The numbers are how many elements are in the array. So you can 100 elements in sales.

Actually, you can put 101, because sales(0) also exists. We'll pretend it doesn't.

Referring to array elements

You refer to array elements the same way you refer to cells. With indexes. For example:

s1 = sales(4)
day = 5
sales(day) = 55
student = 2
assignment = 1
MsgBox "Student " & student & " earned " & grades(student, assignment) & " on assignment " & assignment & "."

Let's analyze the last one. Here's the data again:

Memory

In grades, there's a row for each student, and a column for each assignment. We want to get student 2's score on assignment 1. That's row 2, column 1. So:

student = 2
assignment = 1
MsgBox "Student " & student & " earned " & grades(student, assignment) & " on assignment " & assignment & "."

If the grades data was stored in a worksheet, we'd have:

student = 2
assignment = 1
MsgBox "Student " & student & " earned " & Cells(student, assignment) & " on assignment " & assignment & "."

Set of tasks
(1) Answer these from the text on array elements:
(a) Which element of sales exists in addition to the number stated, even though the text chooses to pretend it doesn't?
(b) According to the text, how do you refer to array elements?
(c) In grades, what does each row stand for, and what does each column stand for?
(2) Write the next part of the text on array elements, picking up after its final line of code.

Information provided

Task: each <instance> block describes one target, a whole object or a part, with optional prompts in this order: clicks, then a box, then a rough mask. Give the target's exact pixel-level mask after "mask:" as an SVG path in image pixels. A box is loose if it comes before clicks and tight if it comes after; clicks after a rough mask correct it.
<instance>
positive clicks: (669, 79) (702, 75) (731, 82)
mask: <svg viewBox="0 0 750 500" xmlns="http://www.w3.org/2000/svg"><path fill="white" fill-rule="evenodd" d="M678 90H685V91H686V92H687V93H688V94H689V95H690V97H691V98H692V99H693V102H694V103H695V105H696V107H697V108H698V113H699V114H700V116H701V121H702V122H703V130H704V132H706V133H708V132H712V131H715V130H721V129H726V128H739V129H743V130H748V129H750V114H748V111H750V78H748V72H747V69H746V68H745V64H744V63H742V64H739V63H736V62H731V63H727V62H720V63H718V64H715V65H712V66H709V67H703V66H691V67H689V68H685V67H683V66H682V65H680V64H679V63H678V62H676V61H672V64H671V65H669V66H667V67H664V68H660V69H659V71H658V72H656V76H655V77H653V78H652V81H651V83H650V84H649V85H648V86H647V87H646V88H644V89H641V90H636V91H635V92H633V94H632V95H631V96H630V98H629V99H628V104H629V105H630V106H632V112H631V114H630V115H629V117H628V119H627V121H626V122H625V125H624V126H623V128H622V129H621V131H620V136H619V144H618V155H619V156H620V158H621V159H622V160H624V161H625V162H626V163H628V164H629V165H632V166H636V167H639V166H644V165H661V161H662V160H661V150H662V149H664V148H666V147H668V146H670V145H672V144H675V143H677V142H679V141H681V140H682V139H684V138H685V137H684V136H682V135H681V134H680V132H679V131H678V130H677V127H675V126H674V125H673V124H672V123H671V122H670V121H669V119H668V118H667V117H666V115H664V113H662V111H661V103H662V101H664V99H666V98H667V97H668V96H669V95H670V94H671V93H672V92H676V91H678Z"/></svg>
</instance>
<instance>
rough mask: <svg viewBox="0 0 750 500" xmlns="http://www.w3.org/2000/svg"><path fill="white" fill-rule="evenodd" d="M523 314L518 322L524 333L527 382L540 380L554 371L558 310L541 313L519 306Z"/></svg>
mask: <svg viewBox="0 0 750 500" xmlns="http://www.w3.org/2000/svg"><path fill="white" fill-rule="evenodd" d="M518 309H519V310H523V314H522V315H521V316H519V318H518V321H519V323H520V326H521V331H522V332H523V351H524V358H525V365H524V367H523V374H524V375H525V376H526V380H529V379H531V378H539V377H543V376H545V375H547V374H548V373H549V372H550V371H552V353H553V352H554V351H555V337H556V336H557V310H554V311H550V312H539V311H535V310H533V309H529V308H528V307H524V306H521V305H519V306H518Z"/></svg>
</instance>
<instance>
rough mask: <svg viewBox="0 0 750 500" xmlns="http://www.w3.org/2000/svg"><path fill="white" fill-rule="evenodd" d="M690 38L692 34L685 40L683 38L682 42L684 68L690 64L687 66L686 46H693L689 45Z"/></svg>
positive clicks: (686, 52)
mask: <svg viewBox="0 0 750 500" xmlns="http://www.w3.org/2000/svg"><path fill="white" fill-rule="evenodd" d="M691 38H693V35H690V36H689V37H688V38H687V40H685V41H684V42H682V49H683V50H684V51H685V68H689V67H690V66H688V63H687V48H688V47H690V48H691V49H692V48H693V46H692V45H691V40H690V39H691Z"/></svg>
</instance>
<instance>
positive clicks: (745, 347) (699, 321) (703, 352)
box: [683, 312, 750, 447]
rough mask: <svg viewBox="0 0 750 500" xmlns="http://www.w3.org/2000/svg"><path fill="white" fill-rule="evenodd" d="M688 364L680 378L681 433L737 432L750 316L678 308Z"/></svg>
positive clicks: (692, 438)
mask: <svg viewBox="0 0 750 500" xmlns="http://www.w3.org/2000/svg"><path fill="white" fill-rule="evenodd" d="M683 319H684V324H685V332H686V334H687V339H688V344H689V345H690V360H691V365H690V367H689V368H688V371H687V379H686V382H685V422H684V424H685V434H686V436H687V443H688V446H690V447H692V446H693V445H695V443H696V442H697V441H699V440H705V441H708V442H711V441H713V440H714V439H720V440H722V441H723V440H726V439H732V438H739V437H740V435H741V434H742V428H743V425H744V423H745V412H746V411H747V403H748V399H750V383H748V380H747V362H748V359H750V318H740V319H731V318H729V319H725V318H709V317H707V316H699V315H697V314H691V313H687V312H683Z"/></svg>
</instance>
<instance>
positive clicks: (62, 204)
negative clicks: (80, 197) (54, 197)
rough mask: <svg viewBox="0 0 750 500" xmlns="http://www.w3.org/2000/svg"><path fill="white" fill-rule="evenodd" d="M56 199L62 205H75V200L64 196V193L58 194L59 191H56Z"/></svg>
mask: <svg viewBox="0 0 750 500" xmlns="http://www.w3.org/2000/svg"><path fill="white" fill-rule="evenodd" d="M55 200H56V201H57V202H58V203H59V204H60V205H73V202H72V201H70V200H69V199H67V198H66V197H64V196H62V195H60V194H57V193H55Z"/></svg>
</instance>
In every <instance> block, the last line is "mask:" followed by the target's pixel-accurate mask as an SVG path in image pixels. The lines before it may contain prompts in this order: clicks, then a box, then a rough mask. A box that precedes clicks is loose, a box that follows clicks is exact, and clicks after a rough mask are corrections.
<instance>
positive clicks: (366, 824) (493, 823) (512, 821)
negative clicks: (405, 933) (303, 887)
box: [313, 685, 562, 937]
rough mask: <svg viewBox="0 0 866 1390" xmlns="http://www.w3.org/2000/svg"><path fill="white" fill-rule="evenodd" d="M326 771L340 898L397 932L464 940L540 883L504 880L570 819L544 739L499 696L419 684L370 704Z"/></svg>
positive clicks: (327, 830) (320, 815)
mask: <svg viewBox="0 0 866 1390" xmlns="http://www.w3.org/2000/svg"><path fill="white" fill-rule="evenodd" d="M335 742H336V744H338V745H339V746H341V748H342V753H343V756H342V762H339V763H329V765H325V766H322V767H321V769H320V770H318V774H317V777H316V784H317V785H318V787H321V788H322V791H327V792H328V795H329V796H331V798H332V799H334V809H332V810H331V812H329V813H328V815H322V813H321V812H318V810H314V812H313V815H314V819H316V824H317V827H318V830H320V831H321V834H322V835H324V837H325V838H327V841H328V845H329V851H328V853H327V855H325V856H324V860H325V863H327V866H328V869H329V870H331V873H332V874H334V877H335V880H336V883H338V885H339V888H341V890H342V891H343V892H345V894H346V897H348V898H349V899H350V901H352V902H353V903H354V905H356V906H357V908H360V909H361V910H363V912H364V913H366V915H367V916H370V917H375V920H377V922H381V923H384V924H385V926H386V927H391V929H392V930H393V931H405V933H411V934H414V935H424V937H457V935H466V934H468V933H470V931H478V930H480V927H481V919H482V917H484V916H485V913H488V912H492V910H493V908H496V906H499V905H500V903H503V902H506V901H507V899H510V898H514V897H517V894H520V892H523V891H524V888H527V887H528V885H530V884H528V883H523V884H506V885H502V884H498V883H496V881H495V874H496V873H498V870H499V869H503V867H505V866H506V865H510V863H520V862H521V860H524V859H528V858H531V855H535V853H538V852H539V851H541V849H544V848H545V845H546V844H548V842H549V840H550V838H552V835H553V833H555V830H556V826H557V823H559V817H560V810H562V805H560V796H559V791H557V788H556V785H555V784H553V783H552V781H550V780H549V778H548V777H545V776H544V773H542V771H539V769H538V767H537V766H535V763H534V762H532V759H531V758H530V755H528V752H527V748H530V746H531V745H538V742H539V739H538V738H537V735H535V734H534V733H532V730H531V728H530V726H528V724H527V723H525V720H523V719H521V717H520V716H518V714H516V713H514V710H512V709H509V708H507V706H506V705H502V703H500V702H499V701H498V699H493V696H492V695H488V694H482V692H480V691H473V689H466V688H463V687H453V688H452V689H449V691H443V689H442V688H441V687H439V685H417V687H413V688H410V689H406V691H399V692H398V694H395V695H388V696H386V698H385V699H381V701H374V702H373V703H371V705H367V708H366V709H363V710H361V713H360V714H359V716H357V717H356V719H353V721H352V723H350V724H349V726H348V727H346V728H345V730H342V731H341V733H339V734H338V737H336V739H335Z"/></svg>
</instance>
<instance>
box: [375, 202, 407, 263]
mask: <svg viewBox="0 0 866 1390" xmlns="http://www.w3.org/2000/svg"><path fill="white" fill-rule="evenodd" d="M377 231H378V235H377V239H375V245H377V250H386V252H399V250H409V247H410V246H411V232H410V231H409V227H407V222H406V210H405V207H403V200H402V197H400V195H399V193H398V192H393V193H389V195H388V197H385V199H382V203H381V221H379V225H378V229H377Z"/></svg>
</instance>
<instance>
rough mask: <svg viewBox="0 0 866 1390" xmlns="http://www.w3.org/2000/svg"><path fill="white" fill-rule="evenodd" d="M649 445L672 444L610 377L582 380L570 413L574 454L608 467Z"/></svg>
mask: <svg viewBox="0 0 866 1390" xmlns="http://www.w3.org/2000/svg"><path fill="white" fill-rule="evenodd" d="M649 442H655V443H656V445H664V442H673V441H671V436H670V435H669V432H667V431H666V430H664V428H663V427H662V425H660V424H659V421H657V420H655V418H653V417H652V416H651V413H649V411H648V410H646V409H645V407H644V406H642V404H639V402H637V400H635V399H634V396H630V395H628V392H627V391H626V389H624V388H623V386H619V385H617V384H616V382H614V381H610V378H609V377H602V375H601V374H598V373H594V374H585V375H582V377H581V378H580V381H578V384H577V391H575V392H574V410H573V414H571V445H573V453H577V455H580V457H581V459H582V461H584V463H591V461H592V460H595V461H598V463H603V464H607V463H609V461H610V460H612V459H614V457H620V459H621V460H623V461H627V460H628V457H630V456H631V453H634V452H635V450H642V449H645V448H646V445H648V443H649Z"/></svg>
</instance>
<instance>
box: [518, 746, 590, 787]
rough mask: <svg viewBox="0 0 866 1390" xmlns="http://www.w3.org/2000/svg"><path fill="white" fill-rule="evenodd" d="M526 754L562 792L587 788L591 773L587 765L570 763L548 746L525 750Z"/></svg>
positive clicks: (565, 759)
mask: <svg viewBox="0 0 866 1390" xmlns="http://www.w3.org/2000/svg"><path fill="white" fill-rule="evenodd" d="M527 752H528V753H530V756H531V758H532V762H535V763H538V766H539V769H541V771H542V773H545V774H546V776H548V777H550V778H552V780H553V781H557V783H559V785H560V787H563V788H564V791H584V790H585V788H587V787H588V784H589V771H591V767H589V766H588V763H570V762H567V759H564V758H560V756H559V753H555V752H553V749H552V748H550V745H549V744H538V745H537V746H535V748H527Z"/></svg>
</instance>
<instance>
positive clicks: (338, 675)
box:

Expected responses
(1)
(a) sales(0)
(b) The same way you refer to cells, with indexes.
(c) Each row is a student, and each column is an assignment.

(2)
Almost identical. grades(student, assignment) instead of Cells(student, assignment).

Extracting to arrays

Let's say we have the sales data again:

Sales data

Here's the code we used to extract sales more that 250 to the worksheet:

  1. Private Sub cmdRun_Click()
  2.     Dim rowSource As Integer
  3.     Dim rowDestination as Integer
  4.     rowSource = 0
  5.     rowDestination = 0
  6.     Do While Cells(rowSource + 1, 1) <> ""
  7.         rowSource = rowSource + 1
  8.         'Is the data above 250?
  9.         If Cells(rowSource, 1) > 250 Then
  10.             'Copy value to destination.
  11.             rowDestination = rowDestination + 1
  12.             Cells(rowDestination, 3) = Cells(rowSource, 1)
  13.         End If
  14.     Loop
  15. End Sub
There are two index variables. rowSource is used to find the end of the source data. It's incremented each time through the loop (line 13). rowDestination is an index into the extracted data. It's incremented only when data is copied to the extracted data set (line 10).

Let's make a version of the code that puts the extracted data into an array.

  1. Private Sub cmdRun_Click()
  2.     Dim sales(500) As Integer
  3.     Dim rowSource As Integer
  4.     Dim rowDestination As Integer
  5.     rowSource = 0
  6.     rowDestination = 0
  7.     Do While Cells(rowSource + 1, 1) <> ""
  8.         rowSource = rowSource + 1
  9.         'Is the data above 250?
  10.         If Cells(rowSource, 1) > 250 Then
  11.             'Copy value to destination.
  12.             rowDestination = rowDestination + 1
  13.             sales(rowDestination) = Cells(rowSource, 1)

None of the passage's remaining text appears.